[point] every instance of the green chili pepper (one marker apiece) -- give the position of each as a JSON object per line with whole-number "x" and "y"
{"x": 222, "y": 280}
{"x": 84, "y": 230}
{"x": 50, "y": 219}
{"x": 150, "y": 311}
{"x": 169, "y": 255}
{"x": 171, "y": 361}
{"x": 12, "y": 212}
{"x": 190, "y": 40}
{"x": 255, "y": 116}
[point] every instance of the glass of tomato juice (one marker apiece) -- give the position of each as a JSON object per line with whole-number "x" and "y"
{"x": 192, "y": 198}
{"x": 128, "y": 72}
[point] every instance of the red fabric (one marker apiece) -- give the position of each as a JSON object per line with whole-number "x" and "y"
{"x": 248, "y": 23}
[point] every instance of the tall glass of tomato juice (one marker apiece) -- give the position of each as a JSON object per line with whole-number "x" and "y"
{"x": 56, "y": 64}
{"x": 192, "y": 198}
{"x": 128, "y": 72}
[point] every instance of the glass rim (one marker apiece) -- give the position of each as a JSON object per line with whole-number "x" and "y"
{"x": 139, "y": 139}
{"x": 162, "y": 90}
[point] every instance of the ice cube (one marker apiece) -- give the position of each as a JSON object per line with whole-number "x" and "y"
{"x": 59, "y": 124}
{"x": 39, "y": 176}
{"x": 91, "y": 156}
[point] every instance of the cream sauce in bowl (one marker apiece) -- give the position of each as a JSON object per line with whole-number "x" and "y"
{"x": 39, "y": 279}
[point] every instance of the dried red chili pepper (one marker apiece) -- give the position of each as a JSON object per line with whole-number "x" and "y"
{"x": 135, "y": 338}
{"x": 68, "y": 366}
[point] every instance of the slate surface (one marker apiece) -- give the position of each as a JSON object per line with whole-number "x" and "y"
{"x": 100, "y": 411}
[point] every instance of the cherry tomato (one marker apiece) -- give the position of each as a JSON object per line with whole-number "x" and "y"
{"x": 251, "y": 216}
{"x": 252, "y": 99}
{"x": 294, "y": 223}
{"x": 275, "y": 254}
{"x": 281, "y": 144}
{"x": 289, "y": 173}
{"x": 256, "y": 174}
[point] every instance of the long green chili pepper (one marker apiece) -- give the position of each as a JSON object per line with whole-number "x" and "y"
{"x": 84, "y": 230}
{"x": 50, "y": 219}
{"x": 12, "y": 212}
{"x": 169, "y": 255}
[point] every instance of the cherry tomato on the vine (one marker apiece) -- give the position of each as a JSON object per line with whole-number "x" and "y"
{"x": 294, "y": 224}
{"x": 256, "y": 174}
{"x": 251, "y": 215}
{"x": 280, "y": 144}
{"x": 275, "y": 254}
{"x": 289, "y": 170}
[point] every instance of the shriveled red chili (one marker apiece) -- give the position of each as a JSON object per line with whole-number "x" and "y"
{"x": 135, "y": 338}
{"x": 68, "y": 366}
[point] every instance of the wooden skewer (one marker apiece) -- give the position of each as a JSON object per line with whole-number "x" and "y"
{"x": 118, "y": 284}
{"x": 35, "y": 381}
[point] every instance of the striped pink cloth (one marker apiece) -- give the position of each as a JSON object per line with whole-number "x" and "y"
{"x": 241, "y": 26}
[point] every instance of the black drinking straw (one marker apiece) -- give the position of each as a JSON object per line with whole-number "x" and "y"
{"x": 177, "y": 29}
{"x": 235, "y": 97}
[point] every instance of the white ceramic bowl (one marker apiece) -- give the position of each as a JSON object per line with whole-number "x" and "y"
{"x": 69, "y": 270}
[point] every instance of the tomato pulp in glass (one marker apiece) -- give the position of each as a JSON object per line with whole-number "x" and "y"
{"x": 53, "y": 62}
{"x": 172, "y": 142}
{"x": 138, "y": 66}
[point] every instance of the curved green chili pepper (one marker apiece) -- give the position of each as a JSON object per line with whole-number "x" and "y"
****************************************
### Written task
Transcribe all the entries, keeping each one exactly as it is.

### Answer to the problem
[point] every instance of the green chili pepper (one marker apiece) -- give the position of each as a JSON object per line with whole-number "x" and "y"
{"x": 222, "y": 280}
{"x": 84, "y": 230}
{"x": 50, "y": 219}
{"x": 150, "y": 311}
{"x": 169, "y": 255}
{"x": 171, "y": 361}
{"x": 12, "y": 212}
{"x": 190, "y": 40}
{"x": 255, "y": 116}
[point] every instance of the glass of tomato juice (one marker apiece) -- give the position of each as a JSON object per line with whole-number "x" and "y"
{"x": 192, "y": 198}
{"x": 128, "y": 72}
[point] every instance of the red fabric (one marker apiece) -- give the position of each as a JSON object per line with whole-number "x" and "y"
{"x": 248, "y": 23}
[point] every instance of the tall glass of tomato juice (one marker apiece) -- give the position of each as a JSON object per line with whole-number "x" and "y"
{"x": 56, "y": 64}
{"x": 192, "y": 198}
{"x": 128, "y": 72}
[point] every instance of the glass rim (one marker apiece) -- give the position of each as a JSON object per line with whole-number "x" and "y"
{"x": 139, "y": 139}
{"x": 162, "y": 90}
[point] every instance of the ice cube (one marker apiece) -- give the position of each as a JSON object per line with whole-number "x" and "y"
{"x": 59, "y": 124}
{"x": 39, "y": 176}
{"x": 91, "y": 156}
[point] every instance of the cream sauce in bowl (one marker apiece) -- give the position of each as a JSON object per line with whole-number "x" and "y"
{"x": 39, "y": 279}
[point] every instance of the dried red chili pepper (one marker apiece) -- give the position of each as a JSON object per line with whole-number "x" and "y"
{"x": 135, "y": 338}
{"x": 68, "y": 366}
[point] every instance of the slate surface (one marker apiece) -- give the position of each as a JSON object per line with whole-number "x" and "y"
{"x": 100, "y": 411}
[point] every instance of the cherry tomato (one marker apiece) -- give the position of each as a JSON object per line with whole-number "x" and "y"
{"x": 251, "y": 216}
{"x": 252, "y": 99}
{"x": 294, "y": 223}
{"x": 275, "y": 254}
{"x": 281, "y": 144}
{"x": 289, "y": 173}
{"x": 256, "y": 174}
[point] every instance of the long green chili pepper (one marker apiece) -- give the position of each as a JSON object per line with whole-number "x" and "y"
{"x": 84, "y": 230}
{"x": 50, "y": 219}
{"x": 12, "y": 212}
{"x": 169, "y": 255}
[point] every instance of the cherry tomato on the vine (one marker apiece) -- give the position of each as a JSON object per line with whole-number "x" and "y"
{"x": 294, "y": 224}
{"x": 256, "y": 174}
{"x": 251, "y": 215}
{"x": 280, "y": 144}
{"x": 275, "y": 254}
{"x": 289, "y": 170}
[point] every instance of the shriveled red chili (one marker apiece) -- give the position of each as a JSON object per line with whole-number "x" and "y"
{"x": 135, "y": 338}
{"x": 68, "y": 366}
[point] every instance of the wooden skewer (one marker apiece) -- give the position of each as a JSON object per line with whole-number "x" and "y"
{"x": 118, "y": 284}
{"x": 35, "y": 381}
[point] every instance of the striped pink cloth (one marker apiece) -- give the position of each as a JSON object per line with whole-number "x" and "y"
{"x": 241, "y": 26}
[point] every instance of the black drinking straw (one marker apiece) -- give the position of each as a JSON object per line with whole-number "x" and "y"
{"x": 177, "y": 29}
{"x": 235, "y": 97}
[point] every instance of the white ceramic bowl (one marker apiece) -- give the position of each as a JSON object per line with whole-number "x" and "y"
{"x": 69, "y": 270}
[point] every instance of the tomato pulp in glass (one marker apiece) -- give the position of each as a JSON object per line with whole-number "x" and "y"
{"x": 53, "y": 62}
{"x": 172, "y": 142}
{"x": 138, "y": 66}
[point] every instance of the curved green chili pepper (one marker apiece) -- give the position of each as a JSON object per line with whole-number "x" and "y"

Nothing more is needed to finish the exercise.